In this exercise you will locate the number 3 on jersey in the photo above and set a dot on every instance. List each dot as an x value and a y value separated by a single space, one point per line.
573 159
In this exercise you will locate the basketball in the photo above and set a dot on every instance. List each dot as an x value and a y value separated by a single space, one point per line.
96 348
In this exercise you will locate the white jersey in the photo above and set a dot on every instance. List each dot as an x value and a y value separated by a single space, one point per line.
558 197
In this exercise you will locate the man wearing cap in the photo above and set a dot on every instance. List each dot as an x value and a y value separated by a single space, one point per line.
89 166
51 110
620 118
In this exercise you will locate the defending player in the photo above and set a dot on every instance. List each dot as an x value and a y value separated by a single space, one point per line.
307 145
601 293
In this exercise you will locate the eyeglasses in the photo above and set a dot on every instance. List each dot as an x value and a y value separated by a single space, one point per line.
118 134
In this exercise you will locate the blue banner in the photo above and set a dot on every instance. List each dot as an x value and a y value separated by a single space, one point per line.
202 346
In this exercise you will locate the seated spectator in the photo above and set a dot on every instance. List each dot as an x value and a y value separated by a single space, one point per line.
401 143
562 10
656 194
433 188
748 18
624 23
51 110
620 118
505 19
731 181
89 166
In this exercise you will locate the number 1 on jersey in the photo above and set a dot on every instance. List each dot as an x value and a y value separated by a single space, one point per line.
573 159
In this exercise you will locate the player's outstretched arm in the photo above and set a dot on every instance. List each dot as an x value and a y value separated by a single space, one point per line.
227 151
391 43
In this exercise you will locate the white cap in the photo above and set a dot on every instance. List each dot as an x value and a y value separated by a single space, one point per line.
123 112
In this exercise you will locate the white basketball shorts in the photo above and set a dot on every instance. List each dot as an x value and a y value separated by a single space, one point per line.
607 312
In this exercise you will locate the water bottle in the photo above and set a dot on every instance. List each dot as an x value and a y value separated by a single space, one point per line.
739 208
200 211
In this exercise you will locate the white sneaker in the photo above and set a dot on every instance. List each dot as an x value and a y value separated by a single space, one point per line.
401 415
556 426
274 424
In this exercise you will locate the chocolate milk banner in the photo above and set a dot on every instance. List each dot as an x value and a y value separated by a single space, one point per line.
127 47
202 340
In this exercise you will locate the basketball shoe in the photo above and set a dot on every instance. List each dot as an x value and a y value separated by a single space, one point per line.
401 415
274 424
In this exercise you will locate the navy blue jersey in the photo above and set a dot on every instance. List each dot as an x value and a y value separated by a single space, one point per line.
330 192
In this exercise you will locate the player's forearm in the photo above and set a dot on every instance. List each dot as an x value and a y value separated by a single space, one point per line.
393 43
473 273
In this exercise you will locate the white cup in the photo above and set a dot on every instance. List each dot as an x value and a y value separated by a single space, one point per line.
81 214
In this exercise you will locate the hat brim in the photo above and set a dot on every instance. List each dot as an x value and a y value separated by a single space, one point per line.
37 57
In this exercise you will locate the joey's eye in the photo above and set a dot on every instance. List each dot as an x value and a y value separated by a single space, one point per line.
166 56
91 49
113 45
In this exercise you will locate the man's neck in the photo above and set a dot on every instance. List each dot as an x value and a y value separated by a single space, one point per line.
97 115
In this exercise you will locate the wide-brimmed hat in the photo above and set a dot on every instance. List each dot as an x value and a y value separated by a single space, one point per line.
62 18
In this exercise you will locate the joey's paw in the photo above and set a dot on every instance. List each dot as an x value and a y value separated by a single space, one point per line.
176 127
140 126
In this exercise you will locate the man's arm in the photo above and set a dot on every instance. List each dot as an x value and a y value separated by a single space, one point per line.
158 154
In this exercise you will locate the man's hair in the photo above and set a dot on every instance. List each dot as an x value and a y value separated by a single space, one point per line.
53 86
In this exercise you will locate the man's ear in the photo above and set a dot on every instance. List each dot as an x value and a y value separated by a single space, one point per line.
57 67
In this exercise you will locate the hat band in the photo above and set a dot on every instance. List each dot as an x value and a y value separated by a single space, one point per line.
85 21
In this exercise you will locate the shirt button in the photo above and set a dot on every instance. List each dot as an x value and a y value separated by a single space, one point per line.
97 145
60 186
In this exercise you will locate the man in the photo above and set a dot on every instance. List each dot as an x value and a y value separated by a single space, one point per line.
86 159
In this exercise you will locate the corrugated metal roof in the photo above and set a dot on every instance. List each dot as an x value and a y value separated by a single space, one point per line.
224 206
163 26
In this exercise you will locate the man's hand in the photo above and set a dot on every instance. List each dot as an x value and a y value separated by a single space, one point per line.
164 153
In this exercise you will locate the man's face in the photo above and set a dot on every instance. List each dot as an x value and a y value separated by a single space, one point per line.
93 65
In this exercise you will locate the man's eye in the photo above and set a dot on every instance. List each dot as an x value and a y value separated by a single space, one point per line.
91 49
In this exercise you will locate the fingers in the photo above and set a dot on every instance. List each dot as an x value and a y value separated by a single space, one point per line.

***

### WRITTEN REQUEST:
Transcribe, word for word, every line from the one containing "In this exercise you will locate the man's ear" through the final line of the entries, and nothing else.

### PROBLEM SOLUTION:
In this exercise you will locate the man's ear in the photo above and set a dot on every instance. List each dot as an x value and a y value separated by a single space, one point per line.
57 67
In this exercise you will locate the hat band in the photo above and set a dot on every instance. List each dot as an x value and a y value separated by a single space, one point per line.
85 21
In this exercise you will locate the shirt button in the photo above and set a dot on every instance. List each dot as an x value and a y value separated by a single space, one point per line.
97 145
60 186
In this exercise you will locate the man in the photo above and set a dot on every instance. List each dot as an x value and a y value separated by a single space, one point per line.
86 159
In this exercise you will locate the corrugated metal roof in the photo above and set a dot on every instance. List each dot as an x value and a y value separated by a single space, one point per line.
224 206
163 26
In this exercise you will locate the man's hand in the photo above and set a dot on every instance. List each dot as an x value and a y value separated by a single space, one point per line.
164 153
In this exercise you will locate the man's face in the photo above and set a dot on every instance. List each dot as an x value and a y value separated by a single space, one point per line.
93 65
In this exercise you will locate the man's eye in the photo above and set a dot on every instance. List each dot as an x value and a y value separated by a single space, one point per line.
91 49
In this exercise you will locate the fingers in the photo above and set a dot on every instance. List each dot as an x value and a y value separated by a single space, one point per line.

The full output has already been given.